• **CONSEGNA**: Spiega, basandoti sul brano di partenza sugli interrogatori di Benevento, con quale scopo le difese si rivolgeranno al Riesame.

• **BRANO DI PARTENZA**:
------------------------------

Interrogati in carcere, in silenzio cardiologo e viceprocuratore onorario

Benevento, Dinanzi al Gip sono comparsi Giovanni Vetrone e Antonio Zito, che hanno respinto accuse

interrogati in carcere in silenzio cardiologo e viceprocuratore onorario
Benevento.  

Sono entrambi rimasti in silenzio dinanzi al gip Maria Di Carlo. Uno - Giovanni Vetrone, 60 anni, all'epoca dei fatti cardiologo del Fatebenefratelli – lo ha fatto dal carcere di Benevento, l'altro - Antonio Zito, 58 anni, di Pulsano, un viceprocuratore onorario che era in servizio a Lecce – da quello di Taranto, con un collegamento a distanza, in Tribunale, con il giudice e il suo difensore, l'avvocato Umberto Del Basso De Caro.

Si sono chiusi così gli interrogatori delle due persone che due giorni fa, mentre erano già agli arresti domiciliari, sono finite dietro le sbarre in un supplemento dell'indagine del pm Chiara Maria Marcaccio e della guardia di finanza sulle presunte molestie sessuali di cui sarebbero rimaste vittime alcune pazienti del medico durante le visite nell'ambulatorio ospedaliero alla presenza di Zito, che sarebbe stato presentato come un suo assistente. Scene che sarebbero state riprese e e poi diffuse attraverso un telefonino piazzato sotto la scrivania.

Assistito dall'avvocato Nico Salomone, Vetrone si è avvalso della facoltà di non rispondere, limitandosi a rilasciare alcune dichiarazioni spontanee con le quali ha ribadito la sua estraneità alle accuse, sostenendo, rispetto ad un nuovo episodio contestato, di aver fatto anche in quella occasione solo ed esclusivamente il suo lavoro, ed escludendo ogni possibile abuso sessuale.

Dal canto suo, Zito si è invece riportato, per negare ogni addebito, alle affermazioni rese durante gli interrogatori del 13 settembre 2023, da lui chiesto mentre era in corso l'attività investigativa, e dello scorso giugno, dopo il primo arresto. Che, come si ricorderà, era stato ordinato dal Riesame, per lui e Vetrone, per una presunta violenza sessuale di gruppo.

A distanza di poco più di tre mesi, la custodia cautelare in carcere diposta per le ipotesi di reato di violenza sessuale di gruppo aggravata dalla circostanza di esser stata realizzata da un pubblico ufficiale nell’esercizio delle sue funzioni; di esercizio abusivo della professione medica e di interferenze illecite nella vita privata. La parola passa ora al Riesame, al quale le difese faranno ricorso per ottenere l'annullamento dell'ordinanza.

------------------------------

• **DATI ESTRATTI**:

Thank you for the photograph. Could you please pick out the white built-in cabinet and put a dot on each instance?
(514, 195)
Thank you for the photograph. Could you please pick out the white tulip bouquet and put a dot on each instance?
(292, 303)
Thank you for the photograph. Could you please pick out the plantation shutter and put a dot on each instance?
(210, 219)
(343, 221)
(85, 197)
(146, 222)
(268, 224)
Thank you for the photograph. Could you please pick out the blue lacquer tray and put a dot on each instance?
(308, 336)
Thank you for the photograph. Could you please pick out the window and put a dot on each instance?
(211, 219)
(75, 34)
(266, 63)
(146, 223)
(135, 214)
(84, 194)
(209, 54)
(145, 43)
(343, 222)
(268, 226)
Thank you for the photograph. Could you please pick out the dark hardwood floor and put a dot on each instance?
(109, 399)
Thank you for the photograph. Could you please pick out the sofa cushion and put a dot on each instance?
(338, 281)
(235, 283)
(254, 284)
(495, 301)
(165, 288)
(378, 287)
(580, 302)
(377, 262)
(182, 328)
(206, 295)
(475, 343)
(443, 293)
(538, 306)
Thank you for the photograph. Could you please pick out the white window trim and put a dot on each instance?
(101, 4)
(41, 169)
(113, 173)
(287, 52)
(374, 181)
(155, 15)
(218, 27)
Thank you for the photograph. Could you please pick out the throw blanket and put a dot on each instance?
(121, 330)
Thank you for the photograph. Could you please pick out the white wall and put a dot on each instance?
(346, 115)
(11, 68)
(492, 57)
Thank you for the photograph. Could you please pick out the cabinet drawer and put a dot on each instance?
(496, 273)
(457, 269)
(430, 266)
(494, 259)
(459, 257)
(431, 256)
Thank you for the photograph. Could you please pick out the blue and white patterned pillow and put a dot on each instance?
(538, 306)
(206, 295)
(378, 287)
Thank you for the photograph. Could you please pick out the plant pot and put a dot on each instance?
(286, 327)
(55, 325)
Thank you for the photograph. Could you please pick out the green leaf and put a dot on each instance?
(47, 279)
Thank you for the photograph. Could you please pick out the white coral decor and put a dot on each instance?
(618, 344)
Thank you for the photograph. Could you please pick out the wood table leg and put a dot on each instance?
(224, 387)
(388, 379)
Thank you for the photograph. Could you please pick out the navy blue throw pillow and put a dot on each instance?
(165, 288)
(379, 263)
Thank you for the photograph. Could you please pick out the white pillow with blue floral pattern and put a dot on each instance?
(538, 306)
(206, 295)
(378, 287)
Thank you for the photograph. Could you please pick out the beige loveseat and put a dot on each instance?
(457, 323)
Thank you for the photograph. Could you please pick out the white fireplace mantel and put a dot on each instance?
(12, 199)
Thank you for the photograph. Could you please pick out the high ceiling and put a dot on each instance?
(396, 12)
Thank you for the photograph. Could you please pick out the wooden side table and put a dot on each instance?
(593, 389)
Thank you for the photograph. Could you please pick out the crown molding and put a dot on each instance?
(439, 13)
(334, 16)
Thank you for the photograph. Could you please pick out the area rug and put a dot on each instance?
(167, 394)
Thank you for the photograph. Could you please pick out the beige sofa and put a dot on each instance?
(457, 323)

------------------------------

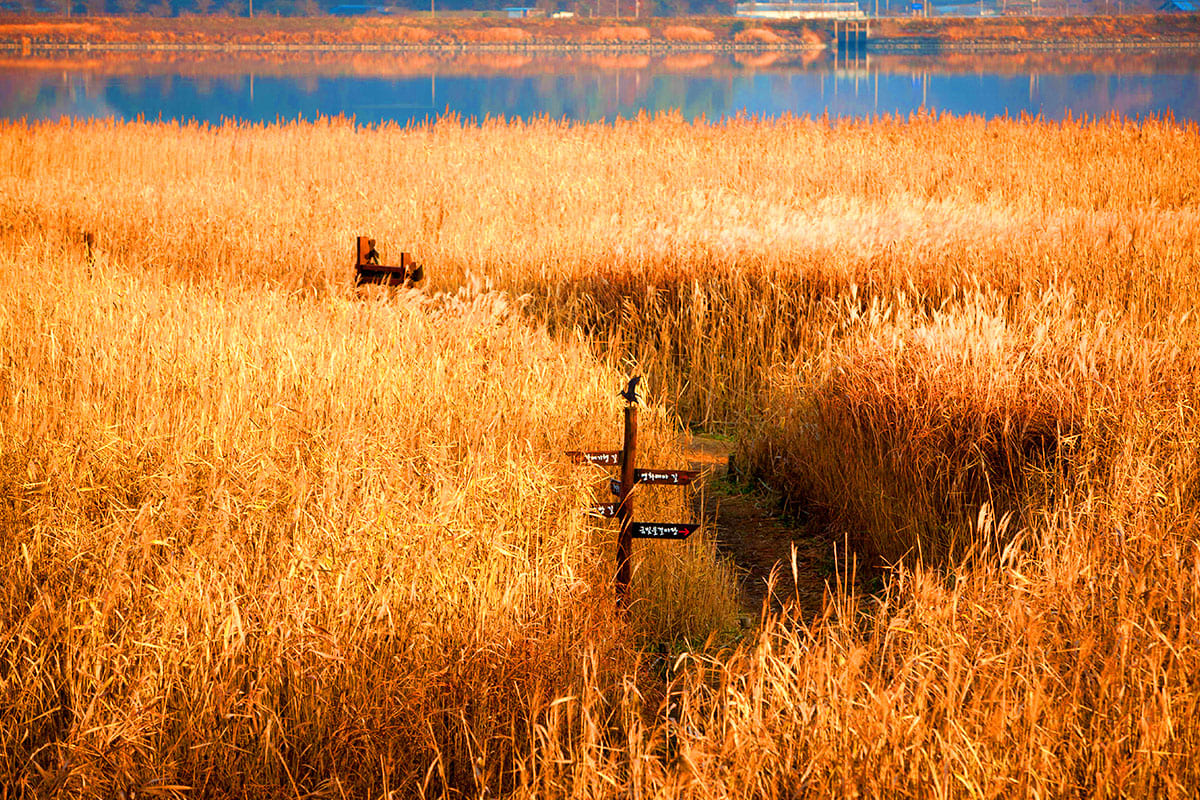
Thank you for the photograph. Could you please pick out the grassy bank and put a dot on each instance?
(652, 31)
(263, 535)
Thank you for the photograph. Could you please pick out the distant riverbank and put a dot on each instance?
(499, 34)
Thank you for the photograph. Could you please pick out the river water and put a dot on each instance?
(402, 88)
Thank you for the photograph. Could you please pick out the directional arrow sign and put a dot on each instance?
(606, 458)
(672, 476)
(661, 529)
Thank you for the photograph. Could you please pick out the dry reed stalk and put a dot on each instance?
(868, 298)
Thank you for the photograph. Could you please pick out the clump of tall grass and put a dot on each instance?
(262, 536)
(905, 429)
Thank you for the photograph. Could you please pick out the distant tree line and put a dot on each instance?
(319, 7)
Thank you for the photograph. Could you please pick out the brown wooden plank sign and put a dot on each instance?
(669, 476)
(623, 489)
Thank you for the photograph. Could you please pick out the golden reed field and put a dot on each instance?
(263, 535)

------------------------------

• **RISPOSTA**: Le difese faranno ricorso al Riesame per ottenere l'annullamento dell'ordinanza.